Text provided start

Research on terminology. – Perhaps it’s me, but I find few studies on terminology these days. Studying terminology and how it changes within debates and across time is crucial for understanding philosophy. It’s also a great way to arrange one’s writing. Besides the famous flagship project, the Historisches Wörterbuch der Philosophie, there are a number of great studies guided by research on terminology. Among my personal favourites are Gabriel NuchelmansTheories of the Proposition and Stephan Meier-Oeser’s Spur des Zeichens.

Scholarly blogging. – Blogging did not just affect philosophical exchanges but also has an enormous impact on my writing. Besides blog posts aiming perhaps at quick interactions, I also find blogs and posts that are scholarly in that they employ this somewhat more free form for scholarly reflections. Among those that continue to inspire me are the writings of Agnes Callard, Eric Schliesser, Justin E. H. Smith, and Eric Schwitzgebel. I guess you know how to find their writings.

Looking at this list, I guess I am more of a book person. Anyway. more could be said about how exactly particular passages can affect one’s writing. So this is just a first stab.

Here is part four of this series.

How to read (part two). On making and searching for mistakes

In part one of this introduction to reading techniques, I tried to focus on what I find crucial in getting started: underlining and taking notes, paying attention to the edition of a text, and making explicit the (tacit) questions that guide your reading. Today I want to focus on what I take to be a widespread malpractice especially among philosophers. The malpractice consists in trying to find mistakes in a text rather than trying to establish an understanding of it. It’s not just bad because it is an uncharitable approach; it’s also bad because it actually jeopardises our of understanding of texts. So seeing this malpractice for what it is seems to be crucial for paving the way to sound reading practices. Let me begin with a bit of ranting before moving on to more practical advice.

Text provided end
Record extracts start

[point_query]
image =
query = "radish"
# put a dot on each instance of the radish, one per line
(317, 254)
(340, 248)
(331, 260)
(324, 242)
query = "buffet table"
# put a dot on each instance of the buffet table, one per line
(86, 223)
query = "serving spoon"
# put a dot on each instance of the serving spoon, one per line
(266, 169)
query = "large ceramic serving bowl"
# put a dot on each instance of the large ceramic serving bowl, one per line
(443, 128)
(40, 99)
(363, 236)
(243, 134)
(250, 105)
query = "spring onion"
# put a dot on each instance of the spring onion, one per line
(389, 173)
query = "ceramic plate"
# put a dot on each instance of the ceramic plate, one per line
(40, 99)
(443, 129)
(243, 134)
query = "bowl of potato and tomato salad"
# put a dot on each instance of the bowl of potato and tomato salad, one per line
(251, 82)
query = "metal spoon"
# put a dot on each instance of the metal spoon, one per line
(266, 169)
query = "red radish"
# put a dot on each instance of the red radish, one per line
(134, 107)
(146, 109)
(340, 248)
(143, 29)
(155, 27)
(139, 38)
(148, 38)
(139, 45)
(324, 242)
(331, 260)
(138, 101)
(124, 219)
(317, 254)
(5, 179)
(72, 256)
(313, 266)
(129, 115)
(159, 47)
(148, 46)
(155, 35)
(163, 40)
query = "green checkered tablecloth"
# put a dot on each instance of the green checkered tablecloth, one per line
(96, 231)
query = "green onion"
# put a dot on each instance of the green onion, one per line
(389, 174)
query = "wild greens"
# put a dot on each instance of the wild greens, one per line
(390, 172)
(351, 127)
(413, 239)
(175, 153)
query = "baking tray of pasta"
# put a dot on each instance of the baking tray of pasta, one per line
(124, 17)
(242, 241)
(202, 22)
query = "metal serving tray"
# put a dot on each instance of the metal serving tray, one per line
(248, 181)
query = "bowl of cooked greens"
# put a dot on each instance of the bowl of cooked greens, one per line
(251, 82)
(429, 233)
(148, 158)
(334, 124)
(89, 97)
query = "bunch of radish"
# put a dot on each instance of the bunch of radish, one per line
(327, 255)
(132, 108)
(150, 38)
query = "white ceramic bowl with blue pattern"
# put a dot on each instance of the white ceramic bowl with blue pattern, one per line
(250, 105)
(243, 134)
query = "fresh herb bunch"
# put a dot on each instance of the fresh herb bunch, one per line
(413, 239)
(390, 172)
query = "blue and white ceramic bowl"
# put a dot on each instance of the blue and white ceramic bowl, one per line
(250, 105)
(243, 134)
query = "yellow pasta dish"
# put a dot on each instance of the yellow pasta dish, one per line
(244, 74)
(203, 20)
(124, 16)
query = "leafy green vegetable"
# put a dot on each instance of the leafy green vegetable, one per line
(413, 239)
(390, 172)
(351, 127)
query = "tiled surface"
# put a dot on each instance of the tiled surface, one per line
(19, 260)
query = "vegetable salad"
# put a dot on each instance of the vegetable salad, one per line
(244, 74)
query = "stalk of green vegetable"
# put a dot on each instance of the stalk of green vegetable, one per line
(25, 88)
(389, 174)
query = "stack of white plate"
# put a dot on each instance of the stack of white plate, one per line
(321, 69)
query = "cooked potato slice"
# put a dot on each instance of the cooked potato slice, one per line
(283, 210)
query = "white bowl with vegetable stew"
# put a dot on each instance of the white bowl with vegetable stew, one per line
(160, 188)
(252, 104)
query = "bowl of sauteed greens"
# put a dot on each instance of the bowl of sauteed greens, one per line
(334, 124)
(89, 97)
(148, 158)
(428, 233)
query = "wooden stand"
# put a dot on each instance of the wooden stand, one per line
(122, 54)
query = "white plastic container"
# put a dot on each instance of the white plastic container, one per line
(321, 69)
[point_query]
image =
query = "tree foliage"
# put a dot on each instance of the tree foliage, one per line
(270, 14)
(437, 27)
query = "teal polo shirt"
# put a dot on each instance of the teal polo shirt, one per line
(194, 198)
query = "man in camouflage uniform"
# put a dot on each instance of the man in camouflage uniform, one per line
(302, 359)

Record extracts end

**Written request 1:**
Answer these questions using the blog excerpt:
(a) What does the excerpt call the famous flagship project on terminology?
(b) Whose scholarly blog writings does the author say continue to inspire?
(c) What malpractice does the author see as widespread among philosophers?
**Written request 2:** Reproduce word for word the part of the blog excerpt that opens with the words containing "Here is part" and closes with "more practical advice.".

**Final result 1:**
(a) The Historisches Wörterbuch der Philosophie.
(b) Agnes Callard, Eric Schliesser, Justin E. H. Smith, and Eric Schwitzgebel.
(c) Trying to find mistakes in a text rather than trying to establish an understanding of it.

**Final result 2:**
Here is part four of this series.

How to read (part two). On making and searching for mistakes

In part one of this introduction to reading techniques, I tried to focus on what I find crucial in getting started: underlining and taking notes, paying attention to the edition of a text, and making explicit the (tacit) questions that guide your reading. Today I want to focus on what I take to be a widespread malpractice especially among philosophers. The malpractice consists in trying to find mistakes in a text rather than trying to establish an understanding of it. It’s not just bad because it is an uncharitable approach; it’s also bad because it actually jeopardises our of understanding of texts. So seeing this malpractice for what it is seems to be crucial for paving the way to sound reading practices. Let me begin with a bit of ranting before moving on to more practical advice.